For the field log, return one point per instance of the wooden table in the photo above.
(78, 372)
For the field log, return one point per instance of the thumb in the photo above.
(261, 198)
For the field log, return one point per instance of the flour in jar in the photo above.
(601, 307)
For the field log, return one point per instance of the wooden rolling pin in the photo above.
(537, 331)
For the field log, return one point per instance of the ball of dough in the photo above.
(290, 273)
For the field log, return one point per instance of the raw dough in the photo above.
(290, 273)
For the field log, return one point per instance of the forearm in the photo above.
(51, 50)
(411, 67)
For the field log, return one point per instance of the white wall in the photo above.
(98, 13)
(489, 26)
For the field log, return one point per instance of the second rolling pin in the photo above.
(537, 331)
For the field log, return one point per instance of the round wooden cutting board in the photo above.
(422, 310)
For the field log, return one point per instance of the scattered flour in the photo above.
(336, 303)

################

TO BE DONE ->
Reproduce the entries above exactly.

FINISHED ANSWER ->
For the field log, return one point per instance of the wooden table in the photo above.
(78, 372)
For the field log, return one point per instance of the thumb in the photo above.
(261, 198)
For the field log, return one point per instance of the flour in jar in the photo above.
(601, 307)
For the field log, return one point per instance of the wooden rolling pin in the photo above.
(537, 331)
For the field log, return one point per instance of the ball of dough in the photo above.
(290, 273)
For the field log, return one point per instance of the raw dough in the photo above.
(290, 273)
For the field log, return one point per instance of the forearm in the photo above.
(51, 50)
(411, 67)
For the field log, return one point per instance of the white wall in the photo above.
(98, 13)
(489, 26)
For the field log, return one point per instance of the second rolling pin in the photo above.
(537, 331)
For the field log, return one point per instance of the round wooden cutting board in the photo above.
(422, 310)
For the field log, return one point per instance of the scattered flour in the photo above.
(336, 303)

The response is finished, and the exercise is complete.